Image boundary labeling material
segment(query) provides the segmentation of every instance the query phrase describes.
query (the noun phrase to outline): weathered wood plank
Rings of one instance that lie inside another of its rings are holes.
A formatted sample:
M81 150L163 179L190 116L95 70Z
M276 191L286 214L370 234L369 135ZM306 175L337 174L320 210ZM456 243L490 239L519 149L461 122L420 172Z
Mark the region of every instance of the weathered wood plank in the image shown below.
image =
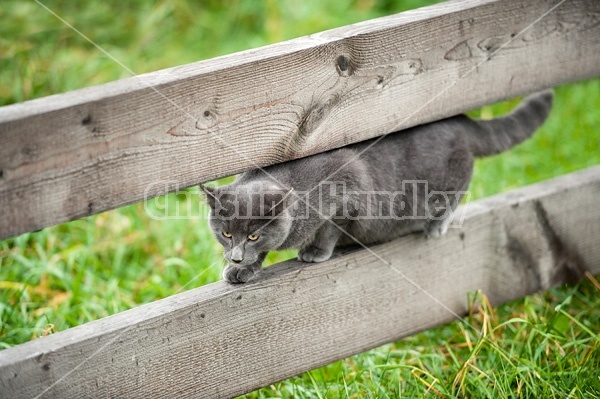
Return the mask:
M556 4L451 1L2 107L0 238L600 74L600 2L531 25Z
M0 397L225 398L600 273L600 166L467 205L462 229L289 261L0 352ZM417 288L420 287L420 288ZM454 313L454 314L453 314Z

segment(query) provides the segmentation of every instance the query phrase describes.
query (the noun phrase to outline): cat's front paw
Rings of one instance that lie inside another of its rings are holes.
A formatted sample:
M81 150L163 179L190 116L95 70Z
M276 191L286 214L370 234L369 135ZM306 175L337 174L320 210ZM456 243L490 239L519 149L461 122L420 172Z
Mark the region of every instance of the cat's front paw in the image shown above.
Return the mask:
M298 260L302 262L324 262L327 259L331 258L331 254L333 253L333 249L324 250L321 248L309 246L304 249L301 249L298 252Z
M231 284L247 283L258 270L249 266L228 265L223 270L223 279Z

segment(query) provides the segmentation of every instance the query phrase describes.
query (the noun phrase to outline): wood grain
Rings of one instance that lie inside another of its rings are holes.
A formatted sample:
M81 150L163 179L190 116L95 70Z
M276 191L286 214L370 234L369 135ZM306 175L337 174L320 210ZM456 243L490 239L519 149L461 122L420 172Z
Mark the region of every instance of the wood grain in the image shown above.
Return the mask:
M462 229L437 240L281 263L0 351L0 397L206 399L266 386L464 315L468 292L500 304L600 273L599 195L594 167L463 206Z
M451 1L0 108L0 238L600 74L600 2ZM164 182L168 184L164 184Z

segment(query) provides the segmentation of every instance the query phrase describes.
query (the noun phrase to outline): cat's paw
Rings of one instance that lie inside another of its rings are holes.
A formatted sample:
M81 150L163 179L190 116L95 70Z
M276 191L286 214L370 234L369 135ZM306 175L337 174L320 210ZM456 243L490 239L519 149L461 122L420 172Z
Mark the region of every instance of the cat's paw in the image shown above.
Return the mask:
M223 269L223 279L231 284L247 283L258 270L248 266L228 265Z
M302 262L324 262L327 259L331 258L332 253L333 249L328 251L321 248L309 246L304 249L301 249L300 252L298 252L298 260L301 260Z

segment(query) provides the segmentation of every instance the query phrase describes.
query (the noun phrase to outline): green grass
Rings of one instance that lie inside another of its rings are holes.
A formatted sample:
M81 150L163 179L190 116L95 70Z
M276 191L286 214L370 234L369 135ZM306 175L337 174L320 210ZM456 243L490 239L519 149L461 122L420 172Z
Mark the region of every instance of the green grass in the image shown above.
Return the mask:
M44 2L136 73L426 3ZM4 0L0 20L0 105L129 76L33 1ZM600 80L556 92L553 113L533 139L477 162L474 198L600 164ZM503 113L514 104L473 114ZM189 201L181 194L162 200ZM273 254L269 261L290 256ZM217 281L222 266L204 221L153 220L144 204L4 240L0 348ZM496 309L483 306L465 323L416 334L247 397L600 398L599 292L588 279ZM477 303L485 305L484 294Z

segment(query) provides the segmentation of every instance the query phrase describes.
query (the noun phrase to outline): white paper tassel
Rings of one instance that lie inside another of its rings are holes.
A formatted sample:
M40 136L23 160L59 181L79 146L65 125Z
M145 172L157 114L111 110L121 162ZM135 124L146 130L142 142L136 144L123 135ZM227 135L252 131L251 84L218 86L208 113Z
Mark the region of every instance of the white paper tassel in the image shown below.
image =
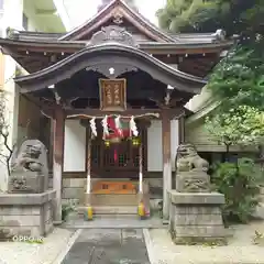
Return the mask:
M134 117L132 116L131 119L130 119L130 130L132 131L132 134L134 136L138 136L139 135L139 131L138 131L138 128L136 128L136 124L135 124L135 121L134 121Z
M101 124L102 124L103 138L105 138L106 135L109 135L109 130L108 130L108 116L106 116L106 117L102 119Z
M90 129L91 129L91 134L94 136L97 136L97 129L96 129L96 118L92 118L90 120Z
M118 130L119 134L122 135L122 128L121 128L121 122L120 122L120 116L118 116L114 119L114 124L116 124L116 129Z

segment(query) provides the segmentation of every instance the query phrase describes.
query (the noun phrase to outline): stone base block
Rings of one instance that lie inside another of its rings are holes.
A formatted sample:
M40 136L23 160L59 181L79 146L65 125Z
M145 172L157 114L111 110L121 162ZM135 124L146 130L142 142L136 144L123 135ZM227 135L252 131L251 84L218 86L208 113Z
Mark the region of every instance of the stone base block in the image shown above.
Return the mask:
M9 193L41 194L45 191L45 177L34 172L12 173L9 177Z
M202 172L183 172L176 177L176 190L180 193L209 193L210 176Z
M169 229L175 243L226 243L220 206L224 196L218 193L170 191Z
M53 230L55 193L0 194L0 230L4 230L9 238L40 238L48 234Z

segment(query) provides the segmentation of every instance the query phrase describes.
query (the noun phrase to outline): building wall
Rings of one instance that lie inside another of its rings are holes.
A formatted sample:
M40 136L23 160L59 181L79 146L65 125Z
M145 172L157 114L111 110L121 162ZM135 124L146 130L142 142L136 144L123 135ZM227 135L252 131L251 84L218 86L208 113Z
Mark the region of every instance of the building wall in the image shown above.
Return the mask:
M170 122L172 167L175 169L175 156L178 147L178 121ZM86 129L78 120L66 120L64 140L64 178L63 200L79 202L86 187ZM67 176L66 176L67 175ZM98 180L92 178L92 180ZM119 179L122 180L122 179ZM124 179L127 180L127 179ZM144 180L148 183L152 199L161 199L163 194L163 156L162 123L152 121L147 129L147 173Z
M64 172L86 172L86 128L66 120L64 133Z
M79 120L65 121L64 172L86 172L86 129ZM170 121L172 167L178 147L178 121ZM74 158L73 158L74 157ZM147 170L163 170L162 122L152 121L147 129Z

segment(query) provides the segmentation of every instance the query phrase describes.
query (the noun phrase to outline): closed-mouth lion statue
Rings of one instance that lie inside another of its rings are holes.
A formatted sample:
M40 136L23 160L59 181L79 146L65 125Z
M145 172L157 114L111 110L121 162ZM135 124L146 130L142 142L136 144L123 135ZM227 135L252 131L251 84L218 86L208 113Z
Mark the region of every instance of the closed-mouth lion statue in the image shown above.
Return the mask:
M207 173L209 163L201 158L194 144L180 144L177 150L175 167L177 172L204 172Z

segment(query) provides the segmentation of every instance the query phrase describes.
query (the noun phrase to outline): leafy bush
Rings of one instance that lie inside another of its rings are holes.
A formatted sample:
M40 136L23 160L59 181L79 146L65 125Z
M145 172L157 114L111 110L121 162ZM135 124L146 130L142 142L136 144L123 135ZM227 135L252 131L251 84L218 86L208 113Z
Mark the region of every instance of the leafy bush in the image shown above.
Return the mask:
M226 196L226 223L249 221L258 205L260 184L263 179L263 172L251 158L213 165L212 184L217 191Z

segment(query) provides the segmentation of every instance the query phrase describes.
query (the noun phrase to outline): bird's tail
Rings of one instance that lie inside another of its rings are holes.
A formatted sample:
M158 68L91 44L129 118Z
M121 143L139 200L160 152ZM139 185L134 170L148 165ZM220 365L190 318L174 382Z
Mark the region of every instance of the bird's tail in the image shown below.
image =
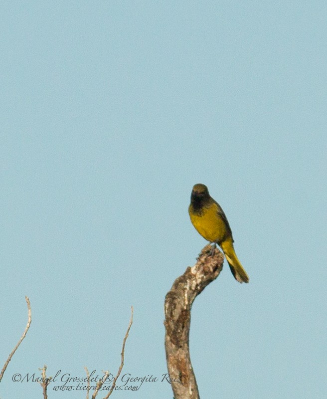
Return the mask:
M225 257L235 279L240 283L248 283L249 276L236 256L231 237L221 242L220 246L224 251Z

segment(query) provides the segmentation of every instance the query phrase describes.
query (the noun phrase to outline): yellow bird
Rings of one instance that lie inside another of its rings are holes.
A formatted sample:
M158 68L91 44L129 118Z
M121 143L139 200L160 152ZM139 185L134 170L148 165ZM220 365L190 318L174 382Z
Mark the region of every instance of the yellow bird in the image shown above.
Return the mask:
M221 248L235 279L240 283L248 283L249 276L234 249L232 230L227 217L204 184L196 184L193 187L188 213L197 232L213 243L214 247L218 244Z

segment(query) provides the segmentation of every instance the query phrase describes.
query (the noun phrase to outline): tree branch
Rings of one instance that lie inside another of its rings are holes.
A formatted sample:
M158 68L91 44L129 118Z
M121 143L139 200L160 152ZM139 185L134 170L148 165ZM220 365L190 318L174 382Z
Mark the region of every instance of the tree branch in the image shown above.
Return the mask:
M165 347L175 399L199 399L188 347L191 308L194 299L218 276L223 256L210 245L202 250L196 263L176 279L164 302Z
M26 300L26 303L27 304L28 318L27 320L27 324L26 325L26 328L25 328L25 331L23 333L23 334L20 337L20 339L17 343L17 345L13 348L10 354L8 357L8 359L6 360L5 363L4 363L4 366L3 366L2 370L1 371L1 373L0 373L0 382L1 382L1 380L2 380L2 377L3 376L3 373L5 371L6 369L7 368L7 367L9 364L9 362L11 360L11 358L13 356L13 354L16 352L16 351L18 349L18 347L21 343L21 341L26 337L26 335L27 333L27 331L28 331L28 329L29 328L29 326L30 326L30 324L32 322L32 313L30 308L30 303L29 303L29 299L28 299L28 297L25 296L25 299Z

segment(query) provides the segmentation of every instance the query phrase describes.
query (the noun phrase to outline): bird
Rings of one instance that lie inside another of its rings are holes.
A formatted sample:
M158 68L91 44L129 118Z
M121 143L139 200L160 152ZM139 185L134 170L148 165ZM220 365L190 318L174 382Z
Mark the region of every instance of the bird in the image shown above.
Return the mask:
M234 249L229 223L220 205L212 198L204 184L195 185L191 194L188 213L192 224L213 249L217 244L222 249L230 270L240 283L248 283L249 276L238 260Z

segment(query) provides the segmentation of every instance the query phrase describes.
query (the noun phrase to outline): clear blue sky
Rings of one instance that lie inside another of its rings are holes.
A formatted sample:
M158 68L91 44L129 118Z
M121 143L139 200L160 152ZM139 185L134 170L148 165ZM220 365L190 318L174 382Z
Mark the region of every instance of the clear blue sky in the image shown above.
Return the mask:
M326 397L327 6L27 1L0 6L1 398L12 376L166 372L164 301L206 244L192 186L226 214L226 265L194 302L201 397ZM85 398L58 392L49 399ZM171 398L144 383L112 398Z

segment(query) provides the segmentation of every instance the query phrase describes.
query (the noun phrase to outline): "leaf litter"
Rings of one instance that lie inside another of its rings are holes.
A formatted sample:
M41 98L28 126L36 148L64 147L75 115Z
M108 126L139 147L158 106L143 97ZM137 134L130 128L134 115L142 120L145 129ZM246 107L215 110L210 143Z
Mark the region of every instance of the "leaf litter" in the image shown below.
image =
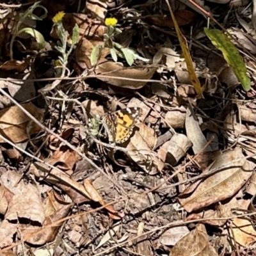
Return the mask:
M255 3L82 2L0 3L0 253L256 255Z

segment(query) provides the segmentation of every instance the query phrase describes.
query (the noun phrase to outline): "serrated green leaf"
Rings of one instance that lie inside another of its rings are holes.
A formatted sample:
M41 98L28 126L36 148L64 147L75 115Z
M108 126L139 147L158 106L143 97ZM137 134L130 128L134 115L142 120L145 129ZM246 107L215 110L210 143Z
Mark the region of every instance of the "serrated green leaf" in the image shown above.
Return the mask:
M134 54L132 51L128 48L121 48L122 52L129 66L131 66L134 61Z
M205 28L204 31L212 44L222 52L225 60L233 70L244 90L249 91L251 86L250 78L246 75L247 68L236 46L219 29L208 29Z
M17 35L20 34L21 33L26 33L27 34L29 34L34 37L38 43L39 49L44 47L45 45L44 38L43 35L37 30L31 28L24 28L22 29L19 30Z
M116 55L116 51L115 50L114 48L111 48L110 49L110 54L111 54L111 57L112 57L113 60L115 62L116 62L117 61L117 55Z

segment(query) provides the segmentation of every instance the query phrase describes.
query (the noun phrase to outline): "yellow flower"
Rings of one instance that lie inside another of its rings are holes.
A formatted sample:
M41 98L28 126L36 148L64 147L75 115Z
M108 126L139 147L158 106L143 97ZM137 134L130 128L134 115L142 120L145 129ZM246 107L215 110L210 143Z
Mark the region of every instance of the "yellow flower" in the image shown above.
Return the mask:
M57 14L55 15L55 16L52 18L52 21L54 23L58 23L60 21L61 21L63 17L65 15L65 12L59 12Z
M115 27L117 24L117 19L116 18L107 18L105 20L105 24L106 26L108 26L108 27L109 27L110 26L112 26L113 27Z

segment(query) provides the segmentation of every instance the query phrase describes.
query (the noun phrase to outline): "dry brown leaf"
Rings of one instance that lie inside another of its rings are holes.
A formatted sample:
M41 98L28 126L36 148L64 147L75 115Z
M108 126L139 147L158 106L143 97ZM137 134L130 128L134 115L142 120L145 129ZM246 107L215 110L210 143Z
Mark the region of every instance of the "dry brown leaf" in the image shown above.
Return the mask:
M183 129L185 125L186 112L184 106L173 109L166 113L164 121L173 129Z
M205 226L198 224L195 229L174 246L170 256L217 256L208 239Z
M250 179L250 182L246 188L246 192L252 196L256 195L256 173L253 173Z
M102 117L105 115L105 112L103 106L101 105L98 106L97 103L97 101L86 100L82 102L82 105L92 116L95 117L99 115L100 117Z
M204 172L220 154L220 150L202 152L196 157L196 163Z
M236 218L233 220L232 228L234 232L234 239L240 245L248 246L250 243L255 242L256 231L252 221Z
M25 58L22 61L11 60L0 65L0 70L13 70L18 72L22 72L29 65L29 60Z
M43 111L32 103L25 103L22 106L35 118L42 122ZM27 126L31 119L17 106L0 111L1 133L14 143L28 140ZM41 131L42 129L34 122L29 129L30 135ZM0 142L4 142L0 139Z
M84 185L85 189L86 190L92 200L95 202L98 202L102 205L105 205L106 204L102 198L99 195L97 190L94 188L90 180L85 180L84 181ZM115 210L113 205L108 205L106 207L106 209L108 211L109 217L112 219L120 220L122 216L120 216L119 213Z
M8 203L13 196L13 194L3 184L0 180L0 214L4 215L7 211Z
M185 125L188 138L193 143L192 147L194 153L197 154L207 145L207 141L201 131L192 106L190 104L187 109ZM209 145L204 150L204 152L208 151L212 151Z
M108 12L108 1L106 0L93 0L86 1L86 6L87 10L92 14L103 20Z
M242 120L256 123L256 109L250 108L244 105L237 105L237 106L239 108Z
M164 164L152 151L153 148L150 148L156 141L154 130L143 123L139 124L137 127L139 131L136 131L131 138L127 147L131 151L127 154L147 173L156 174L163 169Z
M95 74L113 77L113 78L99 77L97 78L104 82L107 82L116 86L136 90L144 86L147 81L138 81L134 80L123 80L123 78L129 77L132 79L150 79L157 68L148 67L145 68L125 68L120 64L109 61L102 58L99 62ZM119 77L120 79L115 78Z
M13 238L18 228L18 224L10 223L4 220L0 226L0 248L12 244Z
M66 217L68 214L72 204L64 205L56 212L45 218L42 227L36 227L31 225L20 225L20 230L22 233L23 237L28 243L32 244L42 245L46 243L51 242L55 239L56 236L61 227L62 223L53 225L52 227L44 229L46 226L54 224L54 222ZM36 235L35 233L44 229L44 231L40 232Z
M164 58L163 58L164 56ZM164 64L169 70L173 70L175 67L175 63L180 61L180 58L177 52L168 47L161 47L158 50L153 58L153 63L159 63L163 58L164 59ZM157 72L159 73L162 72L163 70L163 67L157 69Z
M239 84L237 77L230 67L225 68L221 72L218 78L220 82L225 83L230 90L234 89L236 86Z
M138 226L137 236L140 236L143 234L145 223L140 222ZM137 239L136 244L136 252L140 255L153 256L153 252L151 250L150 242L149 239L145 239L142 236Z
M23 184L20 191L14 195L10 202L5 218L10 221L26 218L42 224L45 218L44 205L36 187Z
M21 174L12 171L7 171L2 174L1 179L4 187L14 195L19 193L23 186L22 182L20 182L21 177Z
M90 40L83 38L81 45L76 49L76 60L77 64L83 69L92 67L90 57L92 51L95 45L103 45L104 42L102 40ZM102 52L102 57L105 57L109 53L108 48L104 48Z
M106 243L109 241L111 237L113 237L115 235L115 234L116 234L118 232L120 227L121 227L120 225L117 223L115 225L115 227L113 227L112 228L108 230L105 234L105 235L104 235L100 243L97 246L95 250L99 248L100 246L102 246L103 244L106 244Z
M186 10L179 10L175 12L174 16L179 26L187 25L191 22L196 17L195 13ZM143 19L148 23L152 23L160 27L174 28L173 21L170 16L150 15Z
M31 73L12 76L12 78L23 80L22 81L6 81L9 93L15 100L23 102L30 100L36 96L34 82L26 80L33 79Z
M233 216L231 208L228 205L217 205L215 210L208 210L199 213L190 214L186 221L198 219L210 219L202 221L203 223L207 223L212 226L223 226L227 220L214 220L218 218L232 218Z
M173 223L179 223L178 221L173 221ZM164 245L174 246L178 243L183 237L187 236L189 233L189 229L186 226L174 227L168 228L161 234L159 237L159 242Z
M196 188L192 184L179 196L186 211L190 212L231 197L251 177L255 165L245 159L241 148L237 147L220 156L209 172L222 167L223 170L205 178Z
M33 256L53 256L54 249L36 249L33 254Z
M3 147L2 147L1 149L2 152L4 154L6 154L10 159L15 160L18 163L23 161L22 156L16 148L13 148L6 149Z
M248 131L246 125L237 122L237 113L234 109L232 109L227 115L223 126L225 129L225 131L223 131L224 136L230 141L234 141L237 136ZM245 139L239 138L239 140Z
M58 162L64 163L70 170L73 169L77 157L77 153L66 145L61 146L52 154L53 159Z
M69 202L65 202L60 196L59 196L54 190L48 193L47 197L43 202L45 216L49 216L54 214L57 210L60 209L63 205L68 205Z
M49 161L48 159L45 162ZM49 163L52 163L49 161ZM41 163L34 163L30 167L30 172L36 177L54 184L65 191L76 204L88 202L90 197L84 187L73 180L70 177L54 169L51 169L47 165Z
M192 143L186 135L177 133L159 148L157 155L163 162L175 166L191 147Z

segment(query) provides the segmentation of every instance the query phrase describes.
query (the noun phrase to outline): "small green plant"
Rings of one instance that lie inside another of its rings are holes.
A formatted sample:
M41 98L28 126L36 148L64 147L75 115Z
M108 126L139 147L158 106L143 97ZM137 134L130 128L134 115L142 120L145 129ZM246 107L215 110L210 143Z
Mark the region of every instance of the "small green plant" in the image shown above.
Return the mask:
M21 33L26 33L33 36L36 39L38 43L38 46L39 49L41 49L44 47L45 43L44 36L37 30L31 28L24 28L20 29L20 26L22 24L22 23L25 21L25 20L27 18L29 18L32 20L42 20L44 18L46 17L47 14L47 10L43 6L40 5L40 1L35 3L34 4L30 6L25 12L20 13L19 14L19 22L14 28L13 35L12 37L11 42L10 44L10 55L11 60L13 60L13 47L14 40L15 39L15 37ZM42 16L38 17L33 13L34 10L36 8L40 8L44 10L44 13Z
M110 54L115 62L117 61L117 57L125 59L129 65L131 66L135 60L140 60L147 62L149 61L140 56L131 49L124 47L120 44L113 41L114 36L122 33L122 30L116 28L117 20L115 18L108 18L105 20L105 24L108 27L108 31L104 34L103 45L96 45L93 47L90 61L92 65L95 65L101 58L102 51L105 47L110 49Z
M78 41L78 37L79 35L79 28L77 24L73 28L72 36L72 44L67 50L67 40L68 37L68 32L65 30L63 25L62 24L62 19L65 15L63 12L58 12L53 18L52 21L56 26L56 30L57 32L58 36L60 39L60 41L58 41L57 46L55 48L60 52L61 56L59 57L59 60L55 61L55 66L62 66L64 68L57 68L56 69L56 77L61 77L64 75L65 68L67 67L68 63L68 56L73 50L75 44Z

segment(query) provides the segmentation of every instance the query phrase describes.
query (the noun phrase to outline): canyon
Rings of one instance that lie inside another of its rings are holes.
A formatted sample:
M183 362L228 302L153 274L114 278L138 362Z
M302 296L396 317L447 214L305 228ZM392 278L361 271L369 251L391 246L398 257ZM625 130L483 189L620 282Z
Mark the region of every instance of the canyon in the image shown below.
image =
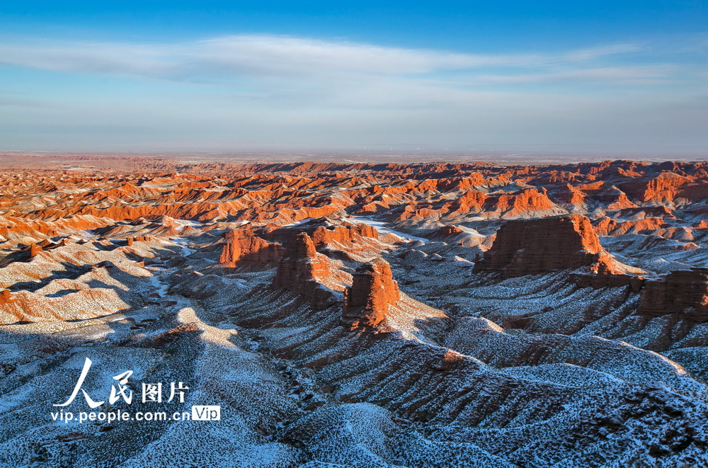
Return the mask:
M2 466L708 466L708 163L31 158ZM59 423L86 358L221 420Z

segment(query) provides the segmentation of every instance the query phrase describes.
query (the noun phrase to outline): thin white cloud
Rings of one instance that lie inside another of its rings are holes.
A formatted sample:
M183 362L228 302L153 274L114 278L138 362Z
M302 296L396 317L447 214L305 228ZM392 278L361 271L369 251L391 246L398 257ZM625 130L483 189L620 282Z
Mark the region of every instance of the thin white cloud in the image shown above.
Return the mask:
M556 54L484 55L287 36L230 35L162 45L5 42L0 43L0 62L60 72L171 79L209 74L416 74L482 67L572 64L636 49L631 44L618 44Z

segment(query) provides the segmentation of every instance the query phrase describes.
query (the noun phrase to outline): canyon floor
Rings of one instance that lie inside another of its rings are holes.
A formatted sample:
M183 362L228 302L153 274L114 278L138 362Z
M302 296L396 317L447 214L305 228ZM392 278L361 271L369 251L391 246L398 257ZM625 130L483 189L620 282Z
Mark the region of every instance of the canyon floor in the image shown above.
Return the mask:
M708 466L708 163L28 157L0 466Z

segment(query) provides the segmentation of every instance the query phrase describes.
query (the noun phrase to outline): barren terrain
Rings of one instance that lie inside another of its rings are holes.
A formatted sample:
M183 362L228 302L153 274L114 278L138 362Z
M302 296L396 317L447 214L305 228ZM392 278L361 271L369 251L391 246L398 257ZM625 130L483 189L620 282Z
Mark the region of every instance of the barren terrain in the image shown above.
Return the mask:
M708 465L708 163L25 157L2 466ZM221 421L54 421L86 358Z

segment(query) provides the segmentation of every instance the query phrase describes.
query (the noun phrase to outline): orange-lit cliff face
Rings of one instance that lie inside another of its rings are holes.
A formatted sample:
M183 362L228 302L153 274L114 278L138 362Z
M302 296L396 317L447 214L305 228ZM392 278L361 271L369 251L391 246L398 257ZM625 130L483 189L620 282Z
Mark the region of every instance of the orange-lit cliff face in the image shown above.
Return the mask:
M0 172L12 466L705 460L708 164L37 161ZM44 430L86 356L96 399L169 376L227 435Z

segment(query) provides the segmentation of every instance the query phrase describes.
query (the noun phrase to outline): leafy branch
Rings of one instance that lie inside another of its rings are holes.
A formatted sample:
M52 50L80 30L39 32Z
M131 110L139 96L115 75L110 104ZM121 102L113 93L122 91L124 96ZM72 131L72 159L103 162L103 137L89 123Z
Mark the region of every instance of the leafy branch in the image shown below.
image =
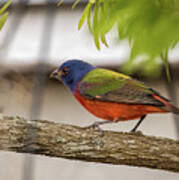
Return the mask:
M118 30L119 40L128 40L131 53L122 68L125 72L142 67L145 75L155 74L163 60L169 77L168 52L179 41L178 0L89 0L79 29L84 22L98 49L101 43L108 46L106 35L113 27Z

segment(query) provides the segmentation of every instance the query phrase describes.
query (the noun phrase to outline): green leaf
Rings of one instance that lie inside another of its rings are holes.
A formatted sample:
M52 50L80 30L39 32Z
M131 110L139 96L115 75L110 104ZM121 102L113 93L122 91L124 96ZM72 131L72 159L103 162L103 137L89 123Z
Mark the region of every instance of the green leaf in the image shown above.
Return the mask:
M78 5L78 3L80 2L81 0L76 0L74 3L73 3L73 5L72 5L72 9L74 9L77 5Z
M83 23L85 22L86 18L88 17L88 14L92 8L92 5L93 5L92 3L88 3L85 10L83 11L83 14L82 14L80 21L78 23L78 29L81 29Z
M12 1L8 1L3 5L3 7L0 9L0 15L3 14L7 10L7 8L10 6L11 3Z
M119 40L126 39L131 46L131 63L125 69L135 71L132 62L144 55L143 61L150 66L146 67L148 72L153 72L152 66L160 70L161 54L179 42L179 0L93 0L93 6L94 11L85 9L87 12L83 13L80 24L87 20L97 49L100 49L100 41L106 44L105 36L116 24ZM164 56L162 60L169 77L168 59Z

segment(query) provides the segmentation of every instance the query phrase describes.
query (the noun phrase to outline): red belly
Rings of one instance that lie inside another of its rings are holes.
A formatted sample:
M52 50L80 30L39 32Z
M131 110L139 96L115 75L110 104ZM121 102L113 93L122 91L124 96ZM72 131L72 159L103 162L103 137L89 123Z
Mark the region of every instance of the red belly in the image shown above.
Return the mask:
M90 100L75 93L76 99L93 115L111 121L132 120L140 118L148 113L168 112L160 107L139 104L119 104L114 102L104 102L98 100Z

▸ TO DO
Copy the material word for word from its first line through the line containing "M231 284L247 283L258", including both of those lines. Leave the pictures out of your copy.

▸ OUTPUT FOR THIS TASK
segment(query) provides the segmentation of every instance the query phrase describes.
query (the noun phrase to outline): weathered wood plank
Rings of one instance that lie inside another of its rings are holes.
A formatted sample:
M81 150L163 179L190 116L95 70Z
M276 191L286 214L370 234L369 135ZM306 175L337 174L320 210ZM456 243L490 239L519 149L461 122L420 172Z
Mark the region of every instance of the weathered wood plank in the image shown below.
image =
Return the mask:
M556 4L451 1L2 107L0 238L600 74L600 2L531 25Z
M0 397L225 398L600 273L600 166L467 205L462 229L289 261L0 352ZM417 288L420 287L420 288ZM454 313L454 314L453 314Z

segment(query) provides the segmentation of every instance the query phrase describes.
query (the noun phrase to outline): cat's front paw
Rings of one instance that lie inside another of its rings are holes.
A formatted sample:
M81 150L163 179L190 116L95 70Z
M276 191L286 214L370 234L369 135ZM306 175L337 174L320 210ZM456 243L490 239L519 149L461 122L420 172Z
Mark the region of every instance of the cat's front paw in the image shown above.
Return the mask:
M298 260L302 262L324 262L327 259L331 258L331 254L333 253L333 249L324 250L321 248L309 246L304 249L301 249L298 252Z
M231 284L247 283L258 270L249 266L228 265L223 270L223 279Z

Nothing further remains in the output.